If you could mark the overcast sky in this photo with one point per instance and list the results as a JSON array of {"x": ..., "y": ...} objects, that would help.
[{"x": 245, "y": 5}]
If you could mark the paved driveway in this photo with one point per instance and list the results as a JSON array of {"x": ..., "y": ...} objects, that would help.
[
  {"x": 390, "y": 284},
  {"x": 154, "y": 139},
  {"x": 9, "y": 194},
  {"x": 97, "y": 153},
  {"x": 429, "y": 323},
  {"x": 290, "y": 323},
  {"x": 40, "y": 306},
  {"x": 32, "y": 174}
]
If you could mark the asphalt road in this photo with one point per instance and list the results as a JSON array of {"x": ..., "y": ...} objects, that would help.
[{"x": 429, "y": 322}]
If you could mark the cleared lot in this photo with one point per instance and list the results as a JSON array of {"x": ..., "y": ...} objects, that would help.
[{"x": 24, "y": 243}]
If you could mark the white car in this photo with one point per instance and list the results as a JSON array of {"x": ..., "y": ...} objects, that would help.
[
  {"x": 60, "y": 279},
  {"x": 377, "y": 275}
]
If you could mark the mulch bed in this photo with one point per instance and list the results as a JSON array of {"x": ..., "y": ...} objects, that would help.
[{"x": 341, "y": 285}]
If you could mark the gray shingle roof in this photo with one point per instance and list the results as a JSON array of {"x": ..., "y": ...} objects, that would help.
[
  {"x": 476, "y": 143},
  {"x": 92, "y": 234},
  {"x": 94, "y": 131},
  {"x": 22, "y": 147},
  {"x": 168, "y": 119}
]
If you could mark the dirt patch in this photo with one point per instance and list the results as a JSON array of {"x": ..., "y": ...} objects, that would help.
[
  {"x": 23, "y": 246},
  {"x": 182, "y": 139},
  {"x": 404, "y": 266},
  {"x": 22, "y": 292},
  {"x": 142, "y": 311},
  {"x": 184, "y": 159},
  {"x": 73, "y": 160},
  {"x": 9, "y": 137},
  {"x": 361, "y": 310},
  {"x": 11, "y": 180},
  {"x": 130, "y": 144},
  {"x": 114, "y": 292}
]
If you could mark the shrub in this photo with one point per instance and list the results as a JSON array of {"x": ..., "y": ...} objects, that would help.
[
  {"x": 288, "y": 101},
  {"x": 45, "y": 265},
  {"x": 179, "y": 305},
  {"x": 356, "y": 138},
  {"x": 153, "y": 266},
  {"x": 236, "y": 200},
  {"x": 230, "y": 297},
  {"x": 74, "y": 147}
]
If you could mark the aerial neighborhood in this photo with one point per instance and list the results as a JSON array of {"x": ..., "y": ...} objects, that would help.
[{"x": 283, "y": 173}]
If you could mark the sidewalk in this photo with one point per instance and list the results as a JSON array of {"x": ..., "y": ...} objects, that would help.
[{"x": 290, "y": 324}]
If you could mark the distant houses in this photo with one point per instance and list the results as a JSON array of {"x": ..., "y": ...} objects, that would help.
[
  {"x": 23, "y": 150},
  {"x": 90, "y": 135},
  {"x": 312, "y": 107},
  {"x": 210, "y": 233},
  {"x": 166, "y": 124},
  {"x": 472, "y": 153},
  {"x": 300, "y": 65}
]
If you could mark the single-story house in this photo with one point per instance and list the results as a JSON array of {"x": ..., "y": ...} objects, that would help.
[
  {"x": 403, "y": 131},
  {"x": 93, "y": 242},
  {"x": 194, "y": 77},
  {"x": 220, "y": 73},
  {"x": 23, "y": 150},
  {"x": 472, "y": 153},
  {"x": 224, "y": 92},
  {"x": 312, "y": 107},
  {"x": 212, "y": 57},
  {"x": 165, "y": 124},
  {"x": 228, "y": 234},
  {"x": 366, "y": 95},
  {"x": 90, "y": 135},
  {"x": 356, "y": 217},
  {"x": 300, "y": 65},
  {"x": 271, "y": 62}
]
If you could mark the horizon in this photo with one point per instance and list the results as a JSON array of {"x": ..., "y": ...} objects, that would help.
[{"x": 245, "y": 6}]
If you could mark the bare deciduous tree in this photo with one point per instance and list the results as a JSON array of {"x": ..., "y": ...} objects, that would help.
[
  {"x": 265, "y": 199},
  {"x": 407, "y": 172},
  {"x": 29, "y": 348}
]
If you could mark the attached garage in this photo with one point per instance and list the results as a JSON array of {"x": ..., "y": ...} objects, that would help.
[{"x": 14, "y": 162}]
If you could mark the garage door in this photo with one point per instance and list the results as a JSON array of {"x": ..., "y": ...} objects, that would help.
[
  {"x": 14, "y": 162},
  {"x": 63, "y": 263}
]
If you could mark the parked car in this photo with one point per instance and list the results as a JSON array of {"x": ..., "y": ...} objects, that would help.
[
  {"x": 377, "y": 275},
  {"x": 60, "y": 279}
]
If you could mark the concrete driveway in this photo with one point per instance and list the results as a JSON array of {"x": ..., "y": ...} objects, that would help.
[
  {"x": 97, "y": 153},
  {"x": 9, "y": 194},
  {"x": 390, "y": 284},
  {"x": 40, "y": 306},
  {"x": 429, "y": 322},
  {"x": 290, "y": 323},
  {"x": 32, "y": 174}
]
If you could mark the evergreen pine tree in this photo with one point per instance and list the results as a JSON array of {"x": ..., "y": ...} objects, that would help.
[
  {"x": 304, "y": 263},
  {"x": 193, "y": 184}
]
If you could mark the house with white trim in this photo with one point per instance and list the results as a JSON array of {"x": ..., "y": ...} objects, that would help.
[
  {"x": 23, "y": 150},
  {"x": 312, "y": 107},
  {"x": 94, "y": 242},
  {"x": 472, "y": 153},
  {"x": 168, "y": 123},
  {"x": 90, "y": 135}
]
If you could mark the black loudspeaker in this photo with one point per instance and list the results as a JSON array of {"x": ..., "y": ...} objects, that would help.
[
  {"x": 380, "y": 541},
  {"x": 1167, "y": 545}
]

────────────────────

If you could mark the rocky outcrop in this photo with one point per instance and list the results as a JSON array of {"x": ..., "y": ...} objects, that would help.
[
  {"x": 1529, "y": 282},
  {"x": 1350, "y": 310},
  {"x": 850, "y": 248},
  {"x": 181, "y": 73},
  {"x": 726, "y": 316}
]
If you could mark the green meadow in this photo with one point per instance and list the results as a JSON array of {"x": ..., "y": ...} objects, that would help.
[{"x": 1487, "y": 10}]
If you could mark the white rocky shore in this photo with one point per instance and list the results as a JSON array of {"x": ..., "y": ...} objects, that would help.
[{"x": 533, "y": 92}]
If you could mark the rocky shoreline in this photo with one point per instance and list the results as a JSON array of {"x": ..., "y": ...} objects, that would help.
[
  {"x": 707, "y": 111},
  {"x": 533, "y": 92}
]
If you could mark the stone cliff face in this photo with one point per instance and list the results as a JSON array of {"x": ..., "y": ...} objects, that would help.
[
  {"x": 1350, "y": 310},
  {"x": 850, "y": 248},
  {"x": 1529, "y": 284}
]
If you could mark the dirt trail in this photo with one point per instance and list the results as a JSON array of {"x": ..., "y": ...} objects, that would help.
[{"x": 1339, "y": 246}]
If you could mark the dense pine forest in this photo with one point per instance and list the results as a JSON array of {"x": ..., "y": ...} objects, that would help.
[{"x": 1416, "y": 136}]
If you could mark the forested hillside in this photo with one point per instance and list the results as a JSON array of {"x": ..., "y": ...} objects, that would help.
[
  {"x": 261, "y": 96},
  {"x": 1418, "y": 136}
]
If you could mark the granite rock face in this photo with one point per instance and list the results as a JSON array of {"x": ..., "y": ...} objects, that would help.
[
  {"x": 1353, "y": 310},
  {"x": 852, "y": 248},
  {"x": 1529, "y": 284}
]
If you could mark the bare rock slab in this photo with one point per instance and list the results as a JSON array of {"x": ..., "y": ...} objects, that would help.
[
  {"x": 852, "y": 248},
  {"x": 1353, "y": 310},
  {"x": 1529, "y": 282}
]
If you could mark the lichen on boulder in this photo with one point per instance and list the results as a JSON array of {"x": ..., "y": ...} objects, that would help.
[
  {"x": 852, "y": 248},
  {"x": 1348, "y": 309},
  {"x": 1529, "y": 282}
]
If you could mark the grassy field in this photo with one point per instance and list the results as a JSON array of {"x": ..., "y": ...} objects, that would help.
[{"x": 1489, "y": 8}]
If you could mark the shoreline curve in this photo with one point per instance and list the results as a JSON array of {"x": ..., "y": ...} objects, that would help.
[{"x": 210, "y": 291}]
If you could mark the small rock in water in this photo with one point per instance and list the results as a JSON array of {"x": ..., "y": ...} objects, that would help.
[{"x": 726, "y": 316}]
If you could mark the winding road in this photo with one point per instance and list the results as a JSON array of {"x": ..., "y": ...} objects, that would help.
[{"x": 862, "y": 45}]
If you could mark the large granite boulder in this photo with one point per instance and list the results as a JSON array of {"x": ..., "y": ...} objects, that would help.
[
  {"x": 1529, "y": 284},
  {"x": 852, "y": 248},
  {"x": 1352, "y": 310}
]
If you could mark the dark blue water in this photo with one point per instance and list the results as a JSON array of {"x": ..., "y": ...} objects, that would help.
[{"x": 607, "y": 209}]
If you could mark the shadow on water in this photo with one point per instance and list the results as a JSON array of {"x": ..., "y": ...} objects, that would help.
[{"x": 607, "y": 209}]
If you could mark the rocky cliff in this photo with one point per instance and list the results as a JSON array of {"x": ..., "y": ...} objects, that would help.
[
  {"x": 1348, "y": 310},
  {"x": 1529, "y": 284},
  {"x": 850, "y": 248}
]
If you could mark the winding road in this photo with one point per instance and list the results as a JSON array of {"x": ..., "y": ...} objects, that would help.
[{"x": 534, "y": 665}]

────────────────────

STATED EXERCISE | Please pick out every line of the records above that contains the word "white" and copy each one in full.

FINAL ANSWER |
If you could mark the white car in this photo with one point per instance and list the results as a JSON array of {"x": ..., "y": ...} objects, that would help.
If you could mark the house with white trim in this photo with one point per instance and list the results as a JSON array of {"x": ..., "y": ...} objects, that would help.
If you could mark the white rocky shore in this photo with one point per instance and list the results as a JSON array of {"x": ..., "y": ...} objects, that would help.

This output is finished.